▸ **EXERCISE BRIEF**
What follows is a listing. Return every line of it exactly.
☆ ☆ ☆ ☆
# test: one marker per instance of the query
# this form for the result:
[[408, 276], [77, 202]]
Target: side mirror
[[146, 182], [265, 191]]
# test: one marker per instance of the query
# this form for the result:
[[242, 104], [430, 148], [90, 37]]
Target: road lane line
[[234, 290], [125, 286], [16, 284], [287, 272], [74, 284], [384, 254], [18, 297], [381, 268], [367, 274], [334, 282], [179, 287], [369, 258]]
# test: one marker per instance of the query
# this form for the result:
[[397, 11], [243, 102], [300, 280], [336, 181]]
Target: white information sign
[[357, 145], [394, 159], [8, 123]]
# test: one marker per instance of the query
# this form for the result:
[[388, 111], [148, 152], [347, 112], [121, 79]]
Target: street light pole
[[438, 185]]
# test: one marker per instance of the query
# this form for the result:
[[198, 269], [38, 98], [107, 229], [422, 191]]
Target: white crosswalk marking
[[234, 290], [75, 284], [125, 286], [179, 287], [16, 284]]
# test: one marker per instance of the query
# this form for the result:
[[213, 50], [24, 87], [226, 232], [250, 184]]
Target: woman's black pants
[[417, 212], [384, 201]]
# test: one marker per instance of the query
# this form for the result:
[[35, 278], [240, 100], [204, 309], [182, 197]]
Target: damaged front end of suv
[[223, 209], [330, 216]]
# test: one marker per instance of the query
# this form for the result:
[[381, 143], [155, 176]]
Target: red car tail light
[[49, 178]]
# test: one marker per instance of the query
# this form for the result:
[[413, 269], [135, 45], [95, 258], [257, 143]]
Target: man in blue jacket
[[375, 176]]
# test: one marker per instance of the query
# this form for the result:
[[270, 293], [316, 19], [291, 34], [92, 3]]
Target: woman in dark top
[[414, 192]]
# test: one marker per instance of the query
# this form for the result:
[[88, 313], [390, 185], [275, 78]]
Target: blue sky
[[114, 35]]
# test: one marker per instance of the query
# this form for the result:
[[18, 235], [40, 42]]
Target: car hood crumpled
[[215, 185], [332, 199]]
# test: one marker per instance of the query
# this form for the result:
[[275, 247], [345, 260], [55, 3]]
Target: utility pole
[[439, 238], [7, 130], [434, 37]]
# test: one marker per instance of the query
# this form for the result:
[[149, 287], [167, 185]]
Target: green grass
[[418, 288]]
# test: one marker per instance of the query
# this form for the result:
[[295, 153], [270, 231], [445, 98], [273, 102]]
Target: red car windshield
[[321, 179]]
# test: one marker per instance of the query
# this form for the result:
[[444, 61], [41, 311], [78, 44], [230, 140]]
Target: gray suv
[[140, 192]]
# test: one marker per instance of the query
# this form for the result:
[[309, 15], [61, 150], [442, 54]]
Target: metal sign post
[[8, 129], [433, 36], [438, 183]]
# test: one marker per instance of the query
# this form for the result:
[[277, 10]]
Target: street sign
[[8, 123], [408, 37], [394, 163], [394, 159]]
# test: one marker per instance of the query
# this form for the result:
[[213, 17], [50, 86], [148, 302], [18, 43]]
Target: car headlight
☆ ☆ ☆ ☆
▸ **OUTPUT FOR THIS EXERCISE**
# test: one marker per instance of the query
# this form for the result:
[[408, 276], [77, 202]]
Target: side mirror
[[146, 182], [265, 191]]
# test: one marker per instance of the query
# this form for the result:
[[242, 104], [430, 148], [90, 37]]
Target: road lane line
[[234, 290], [125, 286], [16, 284], [287, 272], [74, 284], [384, 254], [18, 297], [381, 268], [367, 274], [334, 282], [179, 287], [369, 258]]
# test: one marker per instance of the query
# this form for the result:
[[397, 11], [243, 102], [300, 280], [336, 181]]
Target: white information sign
[[357, 145], [394, 159], [8, 123]]
# test: one marker per instance of the query
# this form for the result:
[[388, 111], [148, 152], [347, 112], [121, 79]]
Target: street light pole
[[438, 185]]
# test: one marker per instance of the query
# this form for the result:
[[198, 269], [38, 98], [107, 229], [422, 191]]
Target: white crosswalk marking
[[234, 290], [75, 284], [125, 286], [179, 287], [16, 284]]
# test: one marker per instance of the query
# this form for the result:
[[213, 50], [24, 87], [226, 232], [250, 184]]
Target: woman's black pants
[[417, 212], [384, 201]]
# test: one marker per instance of the query
# this form for the result:
[[35, 278], [240, 100], [204, 309], [182, 197]]
Target: damaged front end of suv
[[223, 209], [330, 216]]
# test: one marker per instance of the query
# this form for the result:
[[381, 143], [155, 176]]
Target: red car tail light
[[49, 178]]
# test: one marker per instance of the query
# this form for the result:
[[413, 269], [135, 45], [95, 258], [257, 143]]
Target: man in blue jacket
[[375, 176]]
# test: one marker per instance of the query
# this form for the result:
[[270, 293], [316, 19], [291, 34], [92, 3]]
Target: woman in dark top
[[414, 192]]
# test: one marker per instance of the query
# this form for the result:
[[88, 313], [390, 185], [275, 78]]
Target: blue sky
[[114, 35]]
# test: one marker per instance of the query
# this form for the result:
[[18, 235], [40, 42]]
Target: car hood crumpled
[[215, 185], [332, 199]]
# test: one marker per instance of the query
# this form for the result:
[[275, 247], [345, 260], [55, 3]]
Target: utility pole
[[439, 238], [7, 130], [434, 37]]
# test: one marker per instance of the query
# this form for the result:
[[149, 287], [167, 185]]
Target: green grass
[[418, 288]]
# test: one marker per instance of the query
# this form for the result:
[[295, 153], [270, 231], [445, 98], [273, 102]]
Target: red car windshield
[[321, 179]]
# test: one marker per instance of the query
# this form for the result:
[[444, 61], [41, 311], [78, 44], [230, 140]]
Target: gray suv
[[140, 192]]
# test: one marker per instance of the query
# this form for the result:
[[309, 15], [61, 150], [442, 54]]
Target: metal sign post
[[8, 129], [433, 36], [438, 183]]
# test: one marker per instance of the query
# this form for the result:
[[277, 10]]
Target: street sign
[[8, 123], [408, 37], [394, 163], [394, 159]]
# test: one marker per instance of the query
# this form for the result:
[[213, 17], [50, 86], [148, 302], [18, 43]]
Target: car headlight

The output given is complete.